**Record excerpts**

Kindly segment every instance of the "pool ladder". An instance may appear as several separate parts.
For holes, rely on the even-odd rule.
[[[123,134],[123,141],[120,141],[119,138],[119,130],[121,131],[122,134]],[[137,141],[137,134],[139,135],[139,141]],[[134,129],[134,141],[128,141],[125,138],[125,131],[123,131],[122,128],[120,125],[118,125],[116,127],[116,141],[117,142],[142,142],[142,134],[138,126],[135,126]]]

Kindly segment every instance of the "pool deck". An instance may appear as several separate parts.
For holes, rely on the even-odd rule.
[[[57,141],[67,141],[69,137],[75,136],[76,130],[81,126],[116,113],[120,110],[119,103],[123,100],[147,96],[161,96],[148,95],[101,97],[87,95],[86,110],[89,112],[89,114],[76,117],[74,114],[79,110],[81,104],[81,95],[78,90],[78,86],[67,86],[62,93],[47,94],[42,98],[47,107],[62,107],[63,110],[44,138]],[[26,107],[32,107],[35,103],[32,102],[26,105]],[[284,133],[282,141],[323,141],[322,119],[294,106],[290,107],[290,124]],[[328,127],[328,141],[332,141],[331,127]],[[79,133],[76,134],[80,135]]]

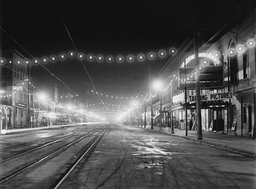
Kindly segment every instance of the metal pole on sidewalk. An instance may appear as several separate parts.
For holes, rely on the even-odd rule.
[[[162,113],[162,90],[160,92],[160,130],[161,131],[162,129],[162,119],[163,118],[163,114]]]
[[[171,81],[171,106],[172,106],[172,79]],[[172,121],[172,119],[173,118],[173,110],[172,112],[172,116],[171,121],[172,121],[172,131],[171,131],[171,133],[174,133],[174,131],[173,130],[173,123]]]
[[[187,93],[186,93],[186,59],[184,61],[184,68],[185,69],[185,86],[184,90],[185,90],[185,117],[186,118],[186,136],[188,135],[188,110],[187,105]]]
[[[144,113],[144,128],[146,128],[146,101],[145,101],[145,113]]]
[[[149,64],[149,59],[148,61],[148,85],[149,85],[149,98],[150,99],[150,120],[151,122],[151,129],[154,129],[154,122],[153,120],[153,105],[152,104],[152,98],[150,90],[150,65]]]

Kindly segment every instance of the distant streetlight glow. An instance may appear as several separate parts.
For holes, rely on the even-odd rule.
[[[124,58],[122,56],[119,56],[117,57],[117,61],[119,62],[122,62],[123,59]]]
[[[47,62],[47,59],[46,58],[44,58],[43,59],[43,62],[44,63],[46,63],[46,62]]]
[[[70,57],[73,57],[75,54],[73,52],[70,52],[68,54]]]
[[[139,59],[140,60],[143,60],[144,59],[144,56],[142,54],[140,54],[140,55],[139,55],[138,57]]]
[[[230,50],[229,51],[229,54],[230,55],[233,55],[235,54],[235,51],[234,51],[233,50]]]
[[[108,56],[107,59],[109,62],[111,62],[113,60],[113,58],[112,56]]]
[[[153,59],[154,58],[154,54],[153,53],[151,53],[148,55],[148,58],[150,59]]]
[[[253,46],[254,44],[254,42],[251,40],[250,41],[249,41],[249,42],[248,42],[248,45],[250,47],[251,47],[252,46]]]
[[[51,60],[52,62],[55,61],[57,59],[55,56],[52,56],[51,57]]]
[[[237,50],[238,50],[238,51],[240,52],[243,51],[243,49],[244,48],[243,48],[243,47],[242,47],[241,46],[239,46],[239,47],[238,47],[238,48],[237,48]]]
[[[132,56],[131,55],[129,55],[128,56],[128,59],[129,61],[132,62],[132,61],[133,61],[134,58],[133,56]]]
[[[165,56],[165,52],[163,51],[161,51],[159,52],[159,56],[161,57],[163,57]]]
[[[64,59],[66,58],[66,55],[64,54],[61,54],[60,55],[60,58],[61,59]]]
[[[175,54],[175,53],[176,52],[176,50],[174,48],[172,48],[170,50],[170,53],[171,53],[171,54]]]
[[[103,59],[103,57],[102,56],[98,56],[97,59],[98,59],[98,61],[101,61]]]
[[[80,54],[79,55],[79,57],[81,59],[82,59],[84,58],[84,56],[83,54]]]
[[[92,54],[90,54],[88,56],[89,60],[93,60],[94,59],[94,56]]]

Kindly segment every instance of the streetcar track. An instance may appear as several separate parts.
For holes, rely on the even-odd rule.
[[[79,130],[83,130],[83,129],[80,129]],[[17,147],[20,147],[20,146],[24,146],[24,145],[28,145],[28,144],[31,144],[35,143],[35,142],[39,142],[40,141],[44,141],[44,140],[47,140],[47,139],[49,139],[49,138],[52,138],[55,137],[56,136],[58,136],[61,135],[64,135],[70,133],[73,133],[73,132],[74,132],[74,131],[70,131],[69,132],[65,133],[60,133],[60,134],[58,134],[58,135],[54,135],[53,136],[49,136],[49,137],[47,137],[47,138],[42,138],[41,139],[38,140],[37,141],[32,141],[32,142],[27,142],[27,143],[23,143],[23,144],[19,144],[19,145],[15,145],[15,146],[12,146],[12,147],[6,148],[4,148],[4,149],[3,149],[3,150],[0,150],[0,152],[4,152],[5,151],[6,151],[6,150],[12,150],[12,149],[13,149],[14,148],[17,148]]]
[[[40,159],[39,160],[37,160],[36,161],[35,161],[35,162],[34,162],[33,163],[32,163],[31,164],[29,164],[28,166],[24,166],[24,167],[20,169],[19,170],[18,170],[18,171],[16,171],[14,173],[10,175],[8,175],[6,177],[5,177],[5,178],[3,178],[3,179],[0,180],[0,183],[2,183],[4,182],[6,182],[6,181],[8,181],[8,180],[10,179],[10,178],[13,178],[13,177],[17,175],[18,174],[19,174],[20,173],[23,172],[24,171],[26,171],[26,170],[27,170],[27,169],[31,168],[31,167],[32,167],[32,166],[33,166],[34,165],[39,163],[39,162],[41,162],[41,161],[45,160],[46,159],[49,158],[50,156],[52,156],[52,155],[55,154],[55,153],[56,153],[57,152],[61,151],[61,150],[63,150],[63,149],[67,149],[67,147],[73,144],[74,143],[77,143],[78,142],[79,142],[79,141],[81,141],[81,140],[82,140],[82,139],[84,138],[85,138],[86,136],[88,136],[88,135],[97,131],[97,130],[100,130],[100,129],[102,129],[103,128],[104,128],[104,127],[105,127],[106,125],[104,125],[104,126],[102,127],[101,128],[98,128],[96,129],[95,130],[92,132],[91,133],[88,133],[87,134],[86,134],[86,135],[80,138],[79,138],[77,140],[76,140],[75,141],[73,141],[69,144],[66,144],[65,145],[64,147],[61,147],[61,148],[59,148],[59,149],[55,151],[54,152],[52,152],[47,155],[46,156],[45,156],[44,158],[41,158],[41,159]],[[109,127],[108,127],[108,128],[107,129],[106,129],[104,131],[103,131],[104,133],[105,132],[105,130],[106,130],[108,128],[109,128]],[[99,135],[100,136],[102,135],[102,133],[101,134],[100,134]],[[98,140],[98,139],[99,138],[99,137],[98,137],[98,138],[96,139]],[[94,144],[95,143],[93,143],[93,144]],[[92,146],[92,145],[91,145]],[[92,147],[90,147],[90,148],[91,148]],[[89,150],[88,150],[89,151]]]
[[[61,180],[61,181],[58,183],[56,185],[56,186],[54,187],[54,189],[57,189],[61,186],[61,183],[66,180],[66,179],[67,178],[68,175],[70,174],[70,173],[72,172],[72,171],[75,169],[75,168],[77,166],[78,164],[81,161],[81,160],[84,158],[84,157],[89,150],[92,148],[92,147],[94,145],[94,144],[96,143],[97,141],[100,138],[101,136],[102,136],[103,134],[105,133],[105,132],[109,128],[109,126],[105,130],[103,131],[102,133],[99,135],[99,136],[97,138],[96,140],[93,142],[93,143],[90,146],[90,147],[87,149],[87,150],[83,153],[83,155],[80,157],[80,158],[77,160],[75,162],[74,164],[70,169],[69,171],[65,174],[65,175],[62,177],[62,178]]]
[[[60,139],[58,139],[56,140],[55,141],[53,141],[52,142],[49,142],[48,143],[46,144],[44,144],[44,145],[43,145],[42,146],[40,146],[39,147],[36,147],[35,148],[32,148],[32,149],[29,150],[28,150],[26,151],[25,152],[22,152],[21,153],[20,153],[17,154],[16,154],[15,155],[12,155],[12,156],[6,158],[5,159],[2,159],[2,160],[0,160],[0,163],[4,162],[6,161],[9,160],[9,159],[12,159],[12,158],[15,158],[16,157],[21,155],[23,155],[24,154],[26,154],[26,153],[28,153],[28,152],[32,152],[32,151],[33,151],[34,150],[38,150],[38,149],[39,149],[40,148],[42,148],[42,147],[47,147],[48,145],[50,145],[50,144],[53,144],[55,143],[59,142],[60,141],[63,141],[65,139],[66,139],[66,138],[68,138],[71,137],[72,136],[75,136],[76,135],[78,135],[79,134],[80,134],[80,133],[82,133],[86,132],[86,131],[87,131],[88,130],[90,130],[91,129],[92,129],[92,128],[89,129],[88,129],[87,130],[84,130],[84,131],[81,131],[81,132],[77,133],[75,133],[75,134],[74,134],[73,135],[70,135],[69,136],[67,136],[64,137],[63,138],[60,138]],[[90,133],[90,132],[89,132],[89,133]],[[89,133],[89,134],[90,134],[90,133]]]

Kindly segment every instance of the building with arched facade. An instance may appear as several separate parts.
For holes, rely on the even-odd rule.
[[[232,94],[232,98],[229,99],[207,103],[201,102],[202,125],[203,129],[208,131],[212,130],[212,122],[214,124],[220,121],[219,126],[223,126],[220,130],[229,134],[251,137],[256,124],[256,9],[249,3],[240,8],[250,11],[247,16],[241,17],[238,24],[225,25],[206,42],[203,38],[199,39],[198,53],[214,56],[223,68],[223,76],[220,77],[223,80],[223,86],[201,90],[201,94]],[[178,69],[181,68],[183,60],[194,54],[193,43],[193,39],[187,39],[177,49],[176,54],[169,59],[158,73],[164,85],[164,91],[162,92],[162,110],[169,110],[168,114],[163,113],[163,121],[167,122],[169,127],[171,122],[170,114],[173,113],[180,122],[180,128],[183,129],[180,126],[184,124],[181,120],[184,121],[186,119],[182,106],[184,104],[184,90],[179,88],[177,83],[181,78],[177,73],[180,71]],[[203,61],[199,58],[200,63]],[[210,66],[214,65],[212,60],[208,59],[208,61]],[[189,64],[188,66],[193,67],[192,61]],[[195,90],[187,91],[188,95],[195,95]],[[153,106],[157,107],[159,104]],[[196,122],[196,107],[192,107],[192,104],[189,103],[187,118],[193,124]]]

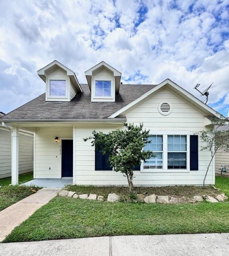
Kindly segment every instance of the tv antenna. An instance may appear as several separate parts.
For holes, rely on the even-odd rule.
[[[210,89],[210,87],[212,85],[213,83],[211,84],[211,85],[208,86],[208,87],[207,87],[205,90],[204,90],[202,92],[198,90],[197,88],[200,85],[200,84],[197,84],[195,86],[193,89],[195,89],[195,90],[197,90],[201,94],[201,96],[206,96],[206,99],[203,101],[203,102],[204,102],[205,100],[206,100],[206,102],[205,102],[205,104],[207,104],[207,100],[208,100],[208,95],[209,95],[209,92],[208,92],[208,90]]]

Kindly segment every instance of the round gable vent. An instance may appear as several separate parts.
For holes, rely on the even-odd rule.
[[[158,106],[158,110],[159,112],[162,114],[166,116],[170,114],[172,110],[171,104],[168,102],[163,102],[160,103]]]

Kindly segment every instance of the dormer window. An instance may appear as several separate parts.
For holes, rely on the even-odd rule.
[[[102,61],[85,72],[92,102],[115,102],[121,74]]]
[[[95,97],[111,96],[111,81],[95,81]]]
[[[70,102],[83,92],[75,73],[57,60],[39,70],[38,74],[46,84],[46,101]]]
[[[66,80],[50,80],[50,96],[66,96]]]

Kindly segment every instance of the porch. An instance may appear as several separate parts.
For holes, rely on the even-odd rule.
[[[63,188],[67,185],[73,184],[73,178],[62,179],[34,179],[22,185],[34,186],[41,188]]]

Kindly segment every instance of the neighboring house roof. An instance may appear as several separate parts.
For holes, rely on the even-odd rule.
[[[6,114],[1,121],[52,120],[107,118],[155,85],[120,84],[115,102],[91,102],[87,84],[81,84],[83,93],[70,102],[45,102],[45,93]]]

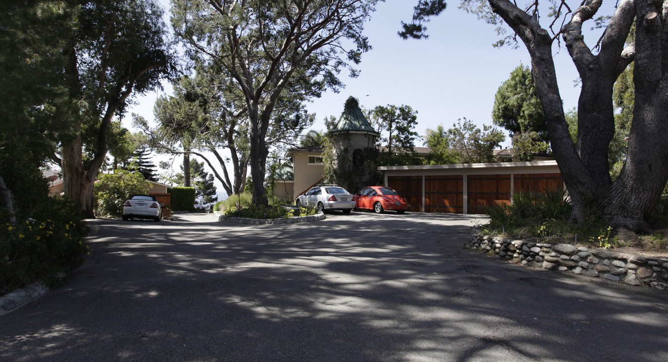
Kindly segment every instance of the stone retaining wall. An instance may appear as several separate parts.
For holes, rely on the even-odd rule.
[[[514,263],[631,285],[668,290],[668,258],[652,258],[570,244],[547,244],[484,235],[471,238],[474,250]]]
[[[294,224],[296,223],[310,223],[325,219],[325,214],[320,212],[309,216],[295,216],[287,219],[249,219],[248,217],[225,217],[224,214],[218,214],[219,223],[232,223],[247,225]]]

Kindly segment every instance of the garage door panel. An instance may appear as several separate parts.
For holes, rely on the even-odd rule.
[[[560,191],[564,189],[564,180],[560,173],[517,174],[513,187],[516,193]]]
[[[422,211],[422,177],[391,176],[387,186],[394,189],[408,203],[409,211]]]
[[[488,206],[510,203],[510,175],[470,175],[468,179],[469,213],[484,213]]]
[[[426,176],[424,203],[427,212],[464,213],[464,177]]]

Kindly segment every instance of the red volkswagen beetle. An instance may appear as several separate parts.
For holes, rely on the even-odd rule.
[[[396,210],[403,213],[408,207],[406,201],[397,191],[384,186],[369,186],[359,191],[353,197],[355,209],[368,209],[376,213],[385,210]]]

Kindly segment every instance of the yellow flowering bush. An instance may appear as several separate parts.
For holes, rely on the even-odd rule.
[[[81,264],[88,252],[81,208],[49,199],[15,225],[0,224],[0,295],[37,280],[53,285],[62,271]]]

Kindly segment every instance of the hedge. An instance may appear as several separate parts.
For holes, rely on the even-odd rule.
[[[172,187],[172,210],[189,211],[195,205],[194,187]]]

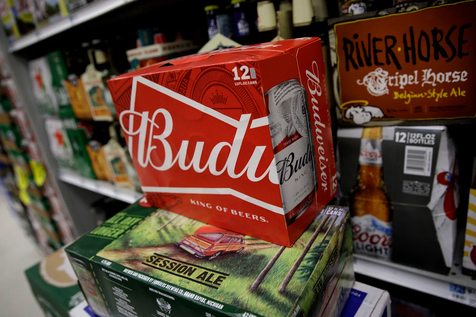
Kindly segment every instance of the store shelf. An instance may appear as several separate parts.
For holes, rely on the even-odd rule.
[[[84,188],[116,199],[133,203],[143,195],[131,189],[121,188],[105,181],[97,181],[82,177],[72,173],[61,172],[60,179],[65,183]]]
[[[459,265],[443,275],[359,254],[354,256],[356,273],[476,307],[476,280],[462,274]]]
[[[134,1],[136,0],[96,0],[75,10],[68,17],[23,36],[12,43],[8,50],[11,53],[22,49]]]

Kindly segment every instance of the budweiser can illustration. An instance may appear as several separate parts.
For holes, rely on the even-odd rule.
[[[289,225],[315,195],[314,149],[306,92],[298,79],[291,79],[273,87],[265,96],[283,209]]]

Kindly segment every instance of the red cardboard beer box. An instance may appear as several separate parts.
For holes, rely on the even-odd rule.
[[[179,58],[108,83],[144,205],[290,247],[336,193],[317,38]]]

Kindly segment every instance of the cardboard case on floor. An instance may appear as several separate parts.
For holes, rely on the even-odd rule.
[[[337,192],[318,38],[179,58],[108,82],[145,204],[289,247]]]
[[[46,316],[69,317],[69,311],[84,301],[74,271],[62,249],[27,269],[25,274]]]
[[[335,206],[286,248],[136,203],[66,250],[100,317],[312,316],[352,265],[347,209]]]

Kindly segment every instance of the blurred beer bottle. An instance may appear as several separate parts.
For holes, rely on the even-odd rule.
[[[390,259],[393,211],[383,180],[382,134],[381,127],[364,128],[357,182],[349,204],[355,251]]]
[[[258,40],[261,43],[270,42],[278,34],[276,10],[273,1],[267,0],[258,3]]]
[[[251,0],[231,0],[235,26],[235,40],[248,45],[257,42],[256,4]]]

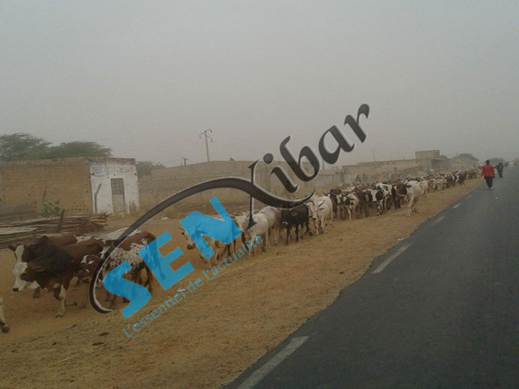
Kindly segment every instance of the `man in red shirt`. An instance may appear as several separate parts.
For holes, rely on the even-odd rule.
[[[494,173],[494,166],[490,164],[490,161],[488,159],[485,161],[485,163],[486,165],[483,166],[481,169],[481,176],[485,176],[485,181],[486,181],[487,186],[488,186],[488,189],[492,189],[492,181],[496,176],[496,174]]]

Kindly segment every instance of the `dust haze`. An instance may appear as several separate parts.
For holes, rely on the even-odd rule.
[[[337,164],[519,156],[514,1],[3,1],[0,132],[178,166],[298,154],[362,103]],[[347,134],[348,134],[347,130]],[[352,137],[352,140],[355,138]]]

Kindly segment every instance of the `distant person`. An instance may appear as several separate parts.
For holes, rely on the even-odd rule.
[[[481,169],[481,176],[485,176],[485,181],[486,181],[486,186],[488,187],[488,189],[492,189],[492,181],[496,176],[496,174],[494,173],[495,168],[493,165],[490,164],[490,161],[488,159],[485,161],[485,163],[486,164]]]
[[[499,162],[498,164],[498,166],[496,166],[496,169],[498,169],[498,173],[499,174],[499,178],[503,178],[503,169],[505,169],[504,165],[503,164],[503,162]]]

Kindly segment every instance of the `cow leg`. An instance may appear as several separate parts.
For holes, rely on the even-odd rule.
[[[88,299],[88,291],[90,289],[90,284],[85,284],[85,294],[83,295],[83,299],[81,299],[81,302],[79,304],[79,309],[84,309],[86,308],[86,302]]]
[[[40,297],[41,291],[41,288],[40,287],[38,287],[36,289],[35,289],[34,292],[33,293],[33,299],[38,299]]]
[[[112,302],[110,304],[110,309],[115,309],[115,304],[117,304],[117,294],[112,294]]]
[[[55,293],[56,289],[54,289]],[[60,285],[60,292],[59,292],[59,300],[60,300],[60,307],[58,309],[58,313],[56,314],[56,317],[63,317],[65,315],[65,297],[67,294],[67,291],[65,289],[65,287],[63,285]]]
[[[414,198],[409,198],[409,203],[407,204],[407,215],[408,216],[410,216],[411,213],[412,212],[413,203],[414,203]]]
[[[9,326],[6,321],[6,318],[4,316],[4,299],[0,296],[0,330],[2,332],[7,332],[9,331]]]
[[[229,254],[229,257],[231,255]],[[153,272],[151,271],[150,267],[147,267],[147,265],[145,265],[145,269],[146,270],[146,284],[147,284],[148,286],[148,292],[150,293],[152,293],[153,292]],[[146,284],[145,284],[145,286],[146,286]]]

**Exercise requirements**
Starting at the line that has "Kindly segment every instance of the red cardboard" and ending after the line that has "[[[179,58],[108,83],[144,205],[290,247],[336,193],[317,38]]]", rewrite those lines with "beer box" changed to "soda carton" and everything else left as it is.

**Exercise response**
Kindly segment every instance of the red cardboard soda carton. An instance may appear as several separate parts.
For holes, rely on the even-odd rule.
[[[179,58],[108,83],[144,205],[290,247],[336,193],[317,38]]]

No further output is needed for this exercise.